Render every line of the listing below as a JSON list of strings, one string per line, with blank lines dropped. Leave the pictures out of your answer.

** Start of DATASET ROWS **

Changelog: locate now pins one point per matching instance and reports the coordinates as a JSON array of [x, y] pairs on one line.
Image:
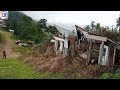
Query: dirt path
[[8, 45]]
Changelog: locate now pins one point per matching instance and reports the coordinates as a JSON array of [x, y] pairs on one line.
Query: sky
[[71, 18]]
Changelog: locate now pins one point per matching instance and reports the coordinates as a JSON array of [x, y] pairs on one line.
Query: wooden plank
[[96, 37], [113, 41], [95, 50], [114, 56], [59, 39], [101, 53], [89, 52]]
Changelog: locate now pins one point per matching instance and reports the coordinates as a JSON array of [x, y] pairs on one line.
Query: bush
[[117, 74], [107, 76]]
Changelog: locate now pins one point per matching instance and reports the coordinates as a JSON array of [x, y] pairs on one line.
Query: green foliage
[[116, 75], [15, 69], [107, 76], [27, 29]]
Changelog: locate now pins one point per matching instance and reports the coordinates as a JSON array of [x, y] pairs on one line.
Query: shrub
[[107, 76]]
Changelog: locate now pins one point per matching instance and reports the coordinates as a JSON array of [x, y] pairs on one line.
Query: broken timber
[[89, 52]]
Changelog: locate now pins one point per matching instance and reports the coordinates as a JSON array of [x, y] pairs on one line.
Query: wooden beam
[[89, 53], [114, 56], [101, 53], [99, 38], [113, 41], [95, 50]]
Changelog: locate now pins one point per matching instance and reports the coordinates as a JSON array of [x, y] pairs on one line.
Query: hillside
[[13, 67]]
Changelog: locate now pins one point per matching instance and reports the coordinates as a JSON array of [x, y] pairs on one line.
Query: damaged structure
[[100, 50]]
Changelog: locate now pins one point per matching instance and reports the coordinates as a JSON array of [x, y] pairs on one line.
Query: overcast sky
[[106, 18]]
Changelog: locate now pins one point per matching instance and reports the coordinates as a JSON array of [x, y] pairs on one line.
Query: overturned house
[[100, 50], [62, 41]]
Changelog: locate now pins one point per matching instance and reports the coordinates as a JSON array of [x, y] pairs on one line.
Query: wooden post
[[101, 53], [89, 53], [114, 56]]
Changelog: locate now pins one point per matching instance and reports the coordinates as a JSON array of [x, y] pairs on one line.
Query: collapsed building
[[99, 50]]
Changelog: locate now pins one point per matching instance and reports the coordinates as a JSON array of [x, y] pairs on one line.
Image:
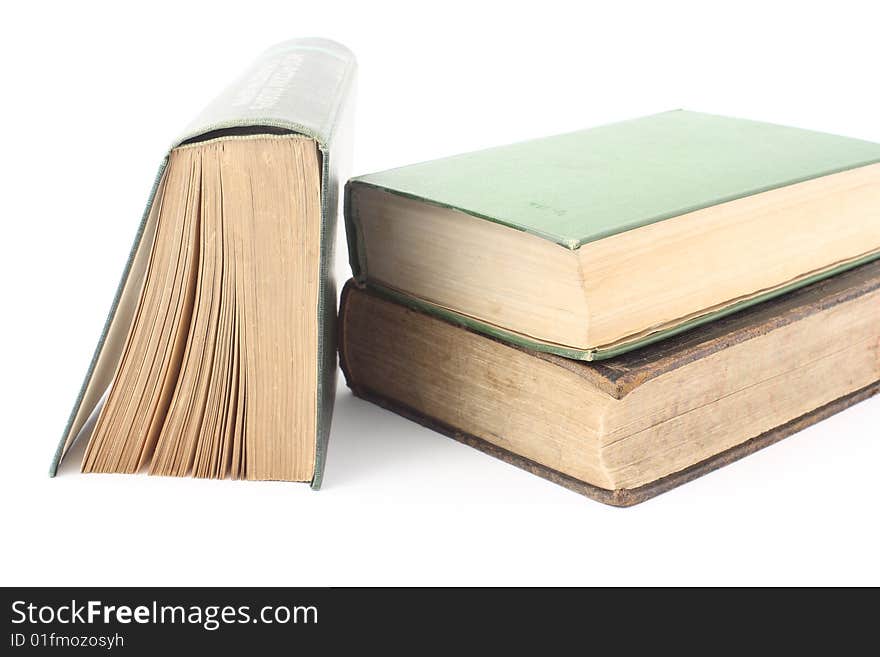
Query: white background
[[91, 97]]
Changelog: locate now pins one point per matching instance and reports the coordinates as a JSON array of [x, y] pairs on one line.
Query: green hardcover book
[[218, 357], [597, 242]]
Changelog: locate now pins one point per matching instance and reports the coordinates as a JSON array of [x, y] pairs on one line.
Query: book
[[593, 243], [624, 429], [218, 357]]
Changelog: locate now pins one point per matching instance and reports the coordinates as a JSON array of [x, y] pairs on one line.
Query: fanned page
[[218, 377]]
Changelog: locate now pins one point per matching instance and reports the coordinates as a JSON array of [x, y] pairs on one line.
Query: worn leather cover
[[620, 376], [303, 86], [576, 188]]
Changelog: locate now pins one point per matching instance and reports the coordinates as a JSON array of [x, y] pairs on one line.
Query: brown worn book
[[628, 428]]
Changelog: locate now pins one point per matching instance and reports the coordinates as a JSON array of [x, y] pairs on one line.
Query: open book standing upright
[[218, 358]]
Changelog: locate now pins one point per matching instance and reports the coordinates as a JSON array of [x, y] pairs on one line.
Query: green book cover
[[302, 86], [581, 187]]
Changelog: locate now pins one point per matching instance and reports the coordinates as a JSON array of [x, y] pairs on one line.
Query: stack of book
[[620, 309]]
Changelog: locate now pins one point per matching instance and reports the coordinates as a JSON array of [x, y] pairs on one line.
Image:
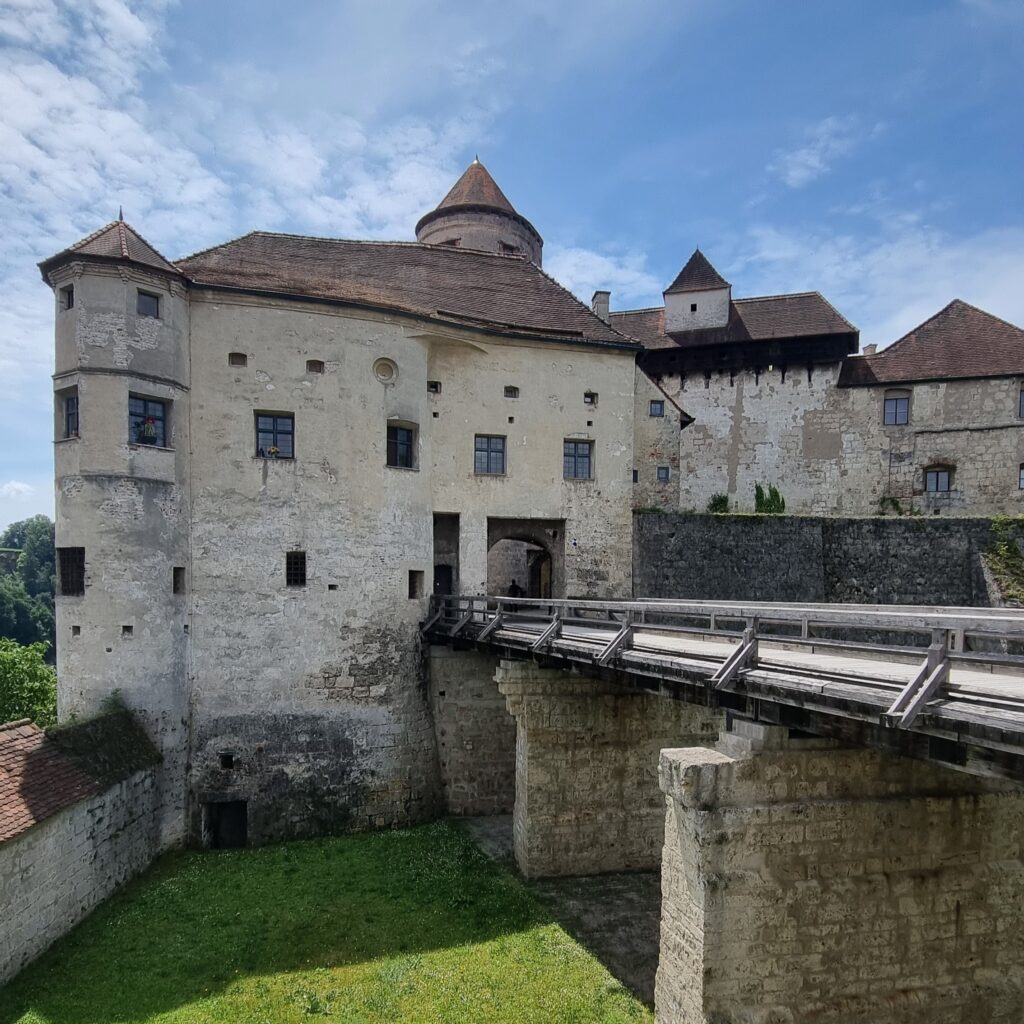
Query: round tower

** End of DATASET ROWS **

▶ [RESPONSE]:
[
  "Changelog: locate now pins one point per matching instance and reports the coordinates as a JSON array of [x, y] pairs on one line.",
  "Image:",
  "Query: dirt path",
  "[[8, 45]]",
  "Changelog: locate now pins one point per matching instance and reports the coordinates as a JSON array of [x, y] pairs on one line.",
  "Query: sky",
  "[[71, 18]]",
  "Changelog: locate now pins one point per matching instance and reports the coordinates as a JSON array of [x, y] pairs on one line.",
  "Query: wooden plank",
  "[[96, 37], [113, 41], [95, 50], [114, 56], [59, 39], [101, 53], [89, 52]]",
  "Changelog: locate now pins one point per matching instance and reports the coordinates as a JSON array of [x, y] pairs on one line.",
  "Query: bush",
  "[[117, 74], [107, 76]]",
  "Changelog: locate now pins one point per matching instance and reports the coordinates as a JSON array of [x, y] pairs on one line.",
  "Query: green foliage",
  "[[116, 75], [15, 69], [107, 76], [27, 29]]",
  "Changelog: locate now pins one point per matching instance and reports the coordinates as a JSON array of [x, y] pairs on one line.",
  "Query: shrub",
  "[[107, 76]]",
  "Changelog: locate now pins one point per matching instance and reports the coordinates as a JSON array of [x, y] pairs on one line.",
  "Query: broken timber",
  "[[89, 52]]",
  "Changelog: locate now pins one point per matching instance and reports the coordinates as a JSON array of [x, y] pairs on one line.",
  "Query: wooden beam",
  "[[89, 53], [114, 56], [101, 53], [99, 38], [113, 41], [95, 50]]",
  "Changelog: locate now pins one point per matching instance and reports the coordinates as a JSON array of [x, y] pairs on one line.",
  "Query: hillside",
  "[[13, 67]]",
  "Changelog: locate now pins one point per matching instance and reports the coordinates as a JSON array of [x, y] pairs on one line.",
  "Query: damaged structure",
  "[[100, 50]]",
  "Changelog: locate now pins one point per matching instance and reports the coordinates as a JSON array of [x, y] pairs on one line.",
  "Query: overcast sky",
  "[[106, 18]]",
  "Changelog: locate now pins one point per matching instance and reports the coordinates as a JSON array of [x, y] pairs on one line.",
  "Query: overturned house",
  "[[100, 50], [62, 41]]",
  "Changelog: locate now pins one point per matching instance and reports the coordinates as a JSON array of [x, y] pairs on one line.",
  "Query: wooden post",
  "[[101, 53], [89, 53], [114, 56]]",
  "Changelog: locate now pins one point per matching instance and reports the coordinates as a JSON array of [x, y] pairs on one line.",
  "Query: collapsed building",
  "[[99, 50]]",
  "Changelog: locate now pins one point per matching instance and reports the coordinates as a JSON array of [x, y] pairs on one line.",
  "Image:",
  "Query: white background",
  "[[91, 97]]",
  "Changelog: locate now pins one point per matching instance and reports the coordinates as a JSON array of [x, y] pairs on one line.",
  "Query: green hardcover book",
  "[[218, 357], [597, 242]]",
  "Changelog: locate now pins one point per matching instance and reports the coordinates as a JSON array of [x, y] pairs on one line.",
  "Query: book",
  "[[593, 243], [624, 429], [218, 357]]",
  "Changelog: locate now pins one point per matching instance and reports the coordinates as a JSON array of [x, y] pairs on one line.",
  "Query: fanned page",
  "[[218, 377]]",
  "Changelog: locate now pins one point per matching instance and reports the coordinates as a JSON array of [x, y] pairs on one line.",
  "Query: worn leather cover",
  "[[620, 376], [303, 86], [576, 188]]",
  "Changelog: locate now pins one point per matching instance and reports the coordinates as a JSON array of [x, y] pairs on one line.",
  "Query: brown worn book",
  "[[628, 428]]",
  "Changelog: locate now pins one point per matching instance and reports the coordinates as a JSON array of [x, y] pairs on one line.",
  "Query: open book standing upright",
  "[[218, 358]]",
  "Changelog: locate now pins one point per matching instance and reports the coordinates as a JSON array of [x, y] pairs on one line.",
  "Query: green book cover",
  "[[302, 86], [581, 187]]",
  "Changelog: locate now pins one point per matching instance and reports the coordinates as a JSON array of [x, y] pairs on one line.",
  "Query: stack of book",
  "[[620, 309]]",
  "Changelog: locate now pins one point per matching instance and reports the coordinates as a JSON array of [x, y] pairs on one line.",
  "Image:",
  "Query: round tower"
]